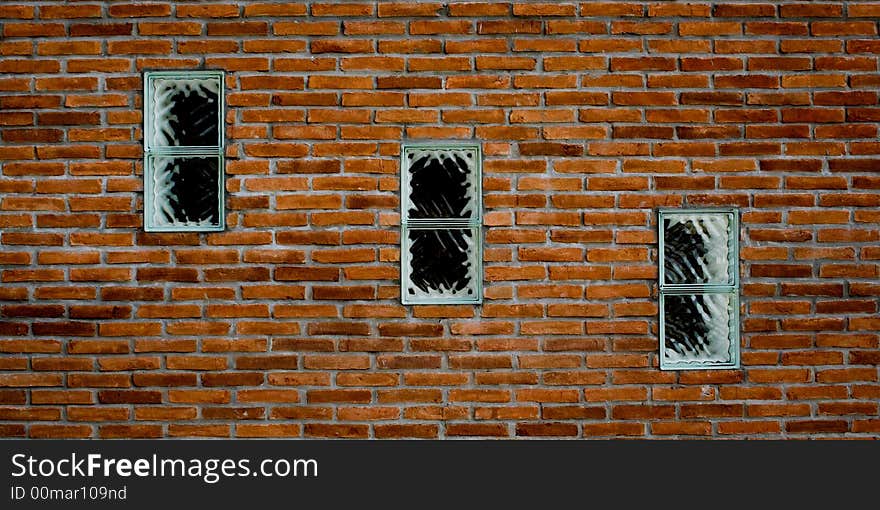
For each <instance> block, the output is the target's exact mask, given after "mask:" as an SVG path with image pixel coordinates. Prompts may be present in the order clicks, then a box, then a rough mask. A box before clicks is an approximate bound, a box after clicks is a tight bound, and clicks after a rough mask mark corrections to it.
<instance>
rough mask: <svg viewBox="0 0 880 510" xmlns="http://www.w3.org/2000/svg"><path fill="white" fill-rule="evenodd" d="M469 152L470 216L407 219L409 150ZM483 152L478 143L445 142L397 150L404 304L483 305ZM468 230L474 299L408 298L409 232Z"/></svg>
mask: <svg viewBox="0 0 880 510" xmlns="http://www.w3.org/2000/svg"><path fill="white" fill-rule="evenodd" d="M444 149H445V150H473V151H474V159H475V162H474V168H473V174H472V176H471V184H472V186H473V187H474V188H473V211H474V214H473V215H472V216H471V217H470V218H467V219H464V218H430V219H424V218H415V219H409V218H408V217H407V212H408V211H409V205H410V201H409V188H410V187H409V179H408V175H409V174H408V171H409V159H408V158H407V154H408V153H409V152H410V151H420V150H444ZM482 180H483V152H482V146H481V145H480V143H479V142H448V143H440V142H434V143H404V144H402V145H401V148H400V300H401V303H402V304H404V305H432V304H449V305H462V304H471V305H479V304H481V303H482V302H483V228H482V227H483V192H482ZM458 229H462V230H465V229H471V230H472V231H473V232H474V248H473V254H472V261H473V263H474V268H475V271H474V272H475V275H476V282H474V284H475V290H476V292H475V296H474V297H465V298H462V297H454V296H450V297H432V298H425V297H415V298H414V297H411V296H409V295H408V294H407V293H406V282H407V281H409V275H410V257H409V255H408V252H407V250H406V246H407V239H408V234H409V231H410V230H458Z"/></svg>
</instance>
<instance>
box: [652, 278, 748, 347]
mask: <svg viewBox="0 0 880 510" xmlns="http://www.w3.org/2000/svg"><path fill="white" fill-rule="evenodd" d="M734 306H735V300H733V299H732V298H731V295H730V294H692V295H666V296H664V302H663V312H662V313H663V319H664V328H665V336H664V340H665V345H664V346H663V355H664V357H665V361H667V362H669V363H685V362H700V363H730V362H732V360H731V342H736V341H737V340H736V339H732V338H731V337H732V334H731V333H732V332H733V331H736V328H735V327H734V326H733V324H732V321H733V320H735V318H736V316H737V314H736V310H734V309H733V307H734Z"/></svg>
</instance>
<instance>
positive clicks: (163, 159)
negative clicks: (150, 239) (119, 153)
mask: <svg viewBox="0 0 880 510" xmlns="http://www.w3.org/2000/svg"><path fill="white" fill-rule="evenodd" d="M150 162H151V166H152V168H151V173H149V174H148V175H149V177H148V178H150V179H151V181H150V188H151V191H152V193H151V196H148V197H146V199H147V200H152V218H151V219H152V223H151V224H152V225H155V226H157V227H206V226H212V225H219V223H220V208H219V202H220V199H219V185H218V179H219V174H220V171H219V170H220V161H219V158H218V157H216V156H182V157H170V156H169V157H155V158H152V159H151V160H150Z"/></svg>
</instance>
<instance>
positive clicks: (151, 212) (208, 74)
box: [143, 70, 226, 232]
mask: <svg viewBox="0 0 880 510" xmlns="http://www.w3.org/2000/svg"><path fill="white" fill-rule="evenodd" d="M210 78H213V79H216V80H217V81H218V94H217V103H218V104H217V117H218V118H217V138H218V140H217V142H218V145H214V146H209V145H206V146H155V145H153V135H154V130H155V116H154V111H153V92H154V91H155V87H154V84H155V81H156V80H157V79H166V80H167V79H210ZM143 86H144V96H143V98H144V101H143V102H144V120H143V122H144V125H143V133H144V231H146V232H222V231H224V230H226V193H225V192H226V164H225V158H224V156H225V151H226V130H225V129H224V127H225V124H226V122H225V119H226V73H225V72H224V71H220V70H188V71H146V72H144V76H143ZM187 156H191V157H208V158H217V172H218V175H217V201H218V204H217V208H218V222H217V224H216V225H206V226H193V225H181V226H174V225H171V226H162V225H156V224H154V223H153V213H154V212H155V210H154V207H155V204H153V200H152V197H153V182H152V181H153V179H152V175H153V165H154V161H155V159H157V158H169V157H170V158H181V157H187Z"/></svg>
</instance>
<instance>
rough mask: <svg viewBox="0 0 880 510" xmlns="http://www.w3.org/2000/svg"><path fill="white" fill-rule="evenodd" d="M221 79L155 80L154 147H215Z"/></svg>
mask: <svg viewBox="0 0 880 510" xmlns="http://www.w3.org/2000/svg"><path fill="white" fill-rule="evenodd" d="M219 92H220V81H219V78H213V77H212V78H156V79H154V80H153V117H152V118H153V128H152V133H153V139H152V140H151V142H152V143H151V145H152V146H153V147H206V146H207V147H216V146H219V145H220V141H219V138H220V137H219V126H218V124H219V120H220V111H219V104H220V103H219V101H218V94H219Z"/></svg>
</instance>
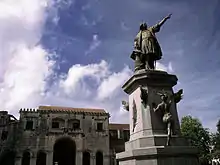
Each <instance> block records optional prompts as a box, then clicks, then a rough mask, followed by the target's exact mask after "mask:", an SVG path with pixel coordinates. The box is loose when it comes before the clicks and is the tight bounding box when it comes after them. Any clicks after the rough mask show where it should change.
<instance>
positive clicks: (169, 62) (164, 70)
mask: <svg viewBox="0 0 220 165" xmlns="http://www.w3.org/2000/svg"><path fill="white" fill-rule="evenodd" d="M156 69H157V70H161V71H166V72H168V73H172V72H174V70H173V66H172V63H171V62H169V63H168V65H164V64H162V63H160V62H156Z"/></svg>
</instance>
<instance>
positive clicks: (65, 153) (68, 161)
mask: <svg viewBox="0 0 220 165" xmlns="http://www.w3.org/2000/svg"><path fill="white" fill-rule="evenodd" d="M75 161H76V144H75V141H73V139H72V138H70V137H62V138H60V139H58V140H57V141H56V142H55V144H54V148H53V164H56V163H57V164H58V165H66V163H67V162H68V165H76V163H75Z"/></svg>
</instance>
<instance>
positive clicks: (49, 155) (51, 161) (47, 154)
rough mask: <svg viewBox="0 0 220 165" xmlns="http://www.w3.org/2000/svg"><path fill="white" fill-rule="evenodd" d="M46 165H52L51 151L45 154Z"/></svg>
mask: <svg viewBox="0 0 220 165" xmlns="http://www.w3.org/2000/svg"><path fill="white" fill-rule="evenodd" d="M47 165H53V151H48V152H47Z"/></svg>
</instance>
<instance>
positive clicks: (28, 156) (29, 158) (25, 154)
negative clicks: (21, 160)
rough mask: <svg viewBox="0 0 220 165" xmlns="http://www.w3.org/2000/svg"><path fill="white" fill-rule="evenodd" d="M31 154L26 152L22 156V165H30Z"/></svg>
mask: <svg viewBox="0 0 220 165" xmlns="http://www.w3.org/2000/svg"><path fill="white" fill-rule="evenodd" d="M30 159H31V154H30V152H28V151H25V152H24V153H23V156H22V162H21V165H30Z"/></svg>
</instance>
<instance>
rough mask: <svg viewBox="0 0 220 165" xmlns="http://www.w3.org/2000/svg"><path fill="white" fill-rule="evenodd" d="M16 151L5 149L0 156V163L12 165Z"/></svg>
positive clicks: (14, 158)
mask: <svg viewBox="0 0 220 165" xmlns="http://www.w3.org/2000/svg"><path fill="white" fill-rule="evenodd" d="M15 156H16V153H15V152H14V151H6V152H5V153H3V154H2V156H1V157H0V164H1V165H2V164H7V165H14V164H15Z"/></svg>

• _Work instructions_
Across the whole listing, tally the lines that include the string "then". Reply with the number only.

• _Task solution_
2